→ **Document text**

=-=-=-=-=

Forgiveness is one of the most powerful tools in a marriage, yet it's often one of the hardest to practice. Holding onto grudges and resentment can slowly erode even the strongest relationships, while forgiveness opens the door to healing and deeper connection.
What Forgiveness Is (and Isn't)
Forgiveness doesn't mean forgetting what happened or pretending it was okay. It doesn't mean you won't feel pain or that trust is automatically restored. Forgiveness is a choice to release the hold that the offense has on you—it's ultimately a gift you give yourself.
Why Forgiveness Matters
Unforgiveness is like drinking poison and expecting the other person to suffer. It keeps you stuck in the past, prevents healing, and affects your mental and physical health. Choosing forgiveness frees you to move forward.
The Process of Forgiveness
Acknowledge the hurt. Don't minimize or dismiss your pain. Recognize what happened and how it affected you.
Make a conscious decision to forgive. This is a choice you make, often before you feel ready. The feelings will follow the decision.

=-=-=-=-=

→ **Provided information**
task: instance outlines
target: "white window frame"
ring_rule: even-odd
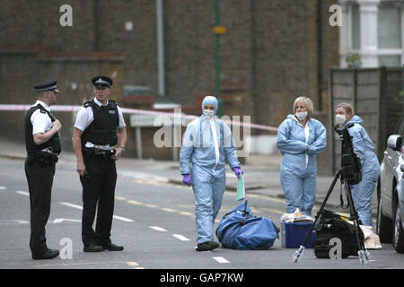
[[[353,32],[354,32],[354,26],[353,26],[353,22],[352,22],[353,5],[359,4],[356,0],[352,0],[352,1],[342,0],[340,2],[342,4],[347,5],[346,22],[347,22],[347,28],[346,30],[346,33],[347,33],[346,35],[347,35],[347,39],[346,39],[347,47],[342,48],[340,48],[339,57],[343,57],[345,59],[348,55],[356,54],[360,57],[363,47],[361,45],[359,49],[354,49],[354,48],[353,48],[354,43],[352,40]],[[377,49],[375,51],[375,57],[377,57],[377,63],[379,65],[379,57],[380,56],[400,56],[401,58],[401,65],[404,65],[404,3],[398,3],[395,0],[382,0],[381,3],[379,4],[379,6],[381,4],[388,3],[388,2],[396,4],[396,6],[399,7],[401,11],[401,48],[380,48],[379,47],[377,47]],[[362,27],[360,27],[360,30],[362,30]],[[362,34],[362,32],[363,31],[361,30],[361,34]],[[376,33],[377,33],[377,31],[376,31]],[[341,41],[341,39],[339,39],[339,40]],[[341,60],[340,65],[343,67],[347,66],[346,61]]]
[[[389,0],[382,0],[383,3],[394,2]],[[381,4],[382,4],[381,2]],[[377,61],[379,61],[379,56],[400,56],[401,57],[401,65],[404,65],[404,4],[396,4],[396,6],[401,11],[401,48],[377,48]]]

=-=-=-=-=

→ **Tasks**
a - Return the part of the text on forgiveness in marriage starting at "Forgiveness doesn't mean" and ending at "it affected you.", copied word for word.
b - List every section heading in the text on forgiveness in marriage.

→ **Exercise answers**
a -
Forgiveness doesn't mean forgetting what happened or pretending it was okay. It doesn't mean you won't feel pain or that trust is automatically restored. Forgiveness is a choice to release the hold that the offense has on you—it's ultimately a gift you give yourself.
Why Forgiveness Matters
Unforgiveness is like drinking poison and expecting the other person to suffer. It keeps you stuck in the past, prevents healing, and affects your mental and physical health. Choosing forgiveness frees you to move forward.
The Process of Forgiveness
Acknowledge the hurt. Don't minimize or dismiss your pain. Recognize what happened and how it affected you.

b -
What Forgiveness Is (and Isn't)
Why Forgiveness Matters
The Process of Forgiveness